● **Page extract**:

.....

The property as nominated covered some 3,700 km2, following cadastral boundaries and including the entire Pleistocene lake and river systems from Lake Mulurulu in the north to the Prungle Lakes in the south, thereby including all elements contributing to its Outstanding Universal Value. In 1995 boundaries for the property were revised in order to ‘better define the area containing the World Heritage values and … facilitate the management of the property’. The revised boundary follows topographic features, with an appropriate buffer within the boundary, to more closely delineate the entire lake and river system but exclude extraneous pastoral areas. The area of the property now covers ~2,400 km2.
Although pastoral development has resulted in ecological changes, stocking rates are low and dependent on natural unimproved pasture and the area remains predominantly vegetated in its natural condition. For leasehold properties within the property, Individual Property Plans (IPPs) have been developed and implemented, including actions such as excluding grazing from sensitive areas and relocating watering points to minimise the impact of grazing, to protect Outstanding Universal Value while also allowing sustainable land uses. There have also been significant additions to Mungo National Park, including some of the most archaeologically significant areas of the property.

.....

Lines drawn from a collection
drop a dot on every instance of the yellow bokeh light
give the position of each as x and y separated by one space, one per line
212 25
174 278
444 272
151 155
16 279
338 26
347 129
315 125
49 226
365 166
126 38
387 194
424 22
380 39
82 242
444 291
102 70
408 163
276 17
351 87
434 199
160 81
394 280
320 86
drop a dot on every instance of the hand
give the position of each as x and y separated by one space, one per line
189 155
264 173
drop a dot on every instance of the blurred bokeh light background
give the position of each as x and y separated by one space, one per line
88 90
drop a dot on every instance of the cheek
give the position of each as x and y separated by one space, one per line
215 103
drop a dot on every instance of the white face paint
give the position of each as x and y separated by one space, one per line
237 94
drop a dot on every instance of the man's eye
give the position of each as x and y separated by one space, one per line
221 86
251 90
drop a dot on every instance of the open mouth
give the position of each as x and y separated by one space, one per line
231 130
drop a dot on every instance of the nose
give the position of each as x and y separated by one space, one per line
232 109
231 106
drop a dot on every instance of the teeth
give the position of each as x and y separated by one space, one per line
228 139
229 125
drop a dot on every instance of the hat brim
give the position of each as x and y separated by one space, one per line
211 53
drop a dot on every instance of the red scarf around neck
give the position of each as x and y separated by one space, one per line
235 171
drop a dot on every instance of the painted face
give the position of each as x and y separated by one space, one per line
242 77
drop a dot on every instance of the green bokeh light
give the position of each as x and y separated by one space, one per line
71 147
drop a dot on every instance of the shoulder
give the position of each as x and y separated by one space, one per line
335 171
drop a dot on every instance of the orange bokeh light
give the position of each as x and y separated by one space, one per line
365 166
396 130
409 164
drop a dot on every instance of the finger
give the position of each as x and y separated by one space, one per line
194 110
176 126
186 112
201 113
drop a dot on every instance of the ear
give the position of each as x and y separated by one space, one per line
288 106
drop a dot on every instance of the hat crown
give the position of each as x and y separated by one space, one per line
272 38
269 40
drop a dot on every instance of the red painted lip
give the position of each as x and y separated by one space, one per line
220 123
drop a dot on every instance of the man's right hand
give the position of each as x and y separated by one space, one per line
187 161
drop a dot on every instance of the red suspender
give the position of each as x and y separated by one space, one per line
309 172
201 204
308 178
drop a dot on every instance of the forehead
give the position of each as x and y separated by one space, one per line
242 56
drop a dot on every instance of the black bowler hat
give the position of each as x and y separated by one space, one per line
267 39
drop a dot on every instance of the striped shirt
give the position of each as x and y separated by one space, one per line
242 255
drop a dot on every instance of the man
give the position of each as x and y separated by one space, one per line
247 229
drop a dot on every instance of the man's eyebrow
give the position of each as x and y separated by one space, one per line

.....

● **Challenges**:
1. Write out the part of the heritage property text that opens with the words containing "Although pastoral development" and closes with "of the property.".
2. Answer these from the heritage property text:
(a) About how many square kilometers did the property cover as nominated?
(b) In what year were the property's boundaries revised?
(c) Which lakes mark the southern end of the lake and river systems?
3. Extend the heritage property text, beginning after its final sentence.
These lines have no connection to the heritage property text.

● **Answers below**:
1.
Although pastoral development has resulted in ecological changes, stocking rates are low and dependent on natural unimproved pasture and the area remains predominantly vegetated in its natural condition. For leasehold properties within the property, Individual Property Plans (IPPs) have been developed and implemented, including actions such as excluding grazing from sensitive areas and relocating watering points to minimise the impact of grazing, to protect Outstanding Universal Value while also allowing sustainable land uses. There have also been significant additions to Mungo National Park, including some of the most archaeologically significant areas of the property.

2.
(a) Some 3,700 km2.
(b) 1995.
(c) The Prungle Lakes.

3.
Much of the scientific and cultural significance of the property is related to the values embedded in or associated with the lunettes. Erosion and deflation continues to expose material in already disturbed areas of the lunettes. At time of listing approximately 8% was extensively eroded, while 72% remained vegetated and intact, with the remaining area partly eroded.
The authenticity of the natural and Aboriginal cultural heritage values of the Willandra has been established in the first instance, in a western or European cultural sense, by rigorous scientific investigation and research by leading experts in their fields. Researchers have established the great antiquity and the richness of Aboriginal cultural heritage at Willandra which brought about a reassessment of the prehistory of Australia and its place in the evolution and the dispersal of humans across the world.
For the Traditional Tribal Groups (TTGs) that have an association with the area there has never been any doubt about the authenticity of the Willandra and any particular sites it contains. The TTGs have maintained their links with the land and continue to care for this important place and participate in its management as a World Heritage property. Aboriginal people of the Willandra take great pride in their cultural heritage and maintain their connection through modern day cultural, social and economic practices.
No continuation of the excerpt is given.